▶ Data shown:
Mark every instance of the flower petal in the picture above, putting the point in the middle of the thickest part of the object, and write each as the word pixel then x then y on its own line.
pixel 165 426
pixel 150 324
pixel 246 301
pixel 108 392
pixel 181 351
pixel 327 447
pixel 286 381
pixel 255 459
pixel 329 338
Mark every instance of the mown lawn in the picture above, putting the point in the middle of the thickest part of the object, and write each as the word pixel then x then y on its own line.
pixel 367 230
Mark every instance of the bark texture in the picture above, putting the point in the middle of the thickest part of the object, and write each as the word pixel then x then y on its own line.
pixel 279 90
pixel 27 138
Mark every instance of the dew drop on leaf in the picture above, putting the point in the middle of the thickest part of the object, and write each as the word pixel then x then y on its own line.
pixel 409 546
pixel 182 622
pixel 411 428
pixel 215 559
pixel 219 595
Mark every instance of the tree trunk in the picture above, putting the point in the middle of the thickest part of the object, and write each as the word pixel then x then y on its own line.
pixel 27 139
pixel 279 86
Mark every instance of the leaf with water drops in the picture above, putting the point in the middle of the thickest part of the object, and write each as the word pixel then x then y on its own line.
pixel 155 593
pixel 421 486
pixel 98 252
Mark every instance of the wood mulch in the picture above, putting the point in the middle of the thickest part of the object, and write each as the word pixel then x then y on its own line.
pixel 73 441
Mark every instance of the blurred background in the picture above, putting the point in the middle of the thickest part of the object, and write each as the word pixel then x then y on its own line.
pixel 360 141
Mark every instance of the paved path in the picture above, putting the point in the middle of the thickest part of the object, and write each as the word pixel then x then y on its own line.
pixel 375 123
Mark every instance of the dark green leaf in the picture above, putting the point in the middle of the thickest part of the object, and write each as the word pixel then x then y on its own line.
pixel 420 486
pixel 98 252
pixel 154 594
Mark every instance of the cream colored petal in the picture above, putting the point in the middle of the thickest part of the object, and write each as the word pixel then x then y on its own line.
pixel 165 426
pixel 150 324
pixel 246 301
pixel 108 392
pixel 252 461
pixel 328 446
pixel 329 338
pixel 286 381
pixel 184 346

▶ Task details: Reproduce all of the records above, swapping every occurrence of "thickest part" for "widest part" and leaving everything else unchanged.

▶ Expected output:
Mark every instance of the flower petal in the picture above, putting the point in the middle of the widest part of the object, and write each as the word pixel then x then y on its own line.
pixel 165 426
pixel 150 324
pixel 246 301
pixel 108 392
pixel 181 351
pixel 327 447
pixel 286 381
pixel 255 459
pixel 329 338
Mark every instance of the mown lawn in the picture above, putting the point in the middle of the widest part of the object, and write each as the word pixel then x then y on its own line.
pixel 367 230
Mark every instance of the bark texture in the picture above, putting the point in the middle of the widest part of the object, and write each as the word pixel then x then y on its own line.
pixel 279 90
pixel 27 138
Mark every instance of the dew drop on leaf in the picture above, putting the point in the middle of the widest part of the object, and write each as the word pixel then x then y on its own line.
pixel 409 546
pixel 182 622
pixel 411 428
pixel 215 559
pixel 219 595
Mark every instance of the tree trunk in the picture above, putting the point in the middle of the widest part of the object, and write each as the word pixel then x then y on its own line.
pixel 27 139
pixel 279 86
Mark every instance of the leaf with water drops in the picture above, putting the point in the middle of the widest part of the object, and write each as the word pixel then x then y on its own line.
pixel 155 593
pixel 421 486
pixel 98 252
Mark every instance of the wood mulch in the picture above, putting the point in the middle of the widest part of the object, and write each as the word pixel then x then y on its own line.
pixel 73 441
Mark every instance of the blurred background in the picture above, putting the point in the middle of the widest part of the object, and write each as the word pixel then x then y on its own line.
pixel 360 141
Mark every instance of the paved path in the picture above, putting the point in the middle of the widest part of the object, and write each as the word pixel then x then y on its own line.
pixel 375 123
Mark every instance of the dark green leaf in the picture above, putting the point in the middle of the widest part of the object, and write each as the word pixel then x then y on its own line.
pixel 420 486
pixel 98 252
pixel 154 594
Mark every instance of the cream colored petal in the picture above, putting the point in the middle of the widest part of the object, and write each as the word pixel then x then y on its own line.
pixel 165 426
pixel 150 324
pixel 246 301
pixel 108 392
pixel 252 461
pixel 328 446
pixel 329 338
pixel 286 381
pixel 184 346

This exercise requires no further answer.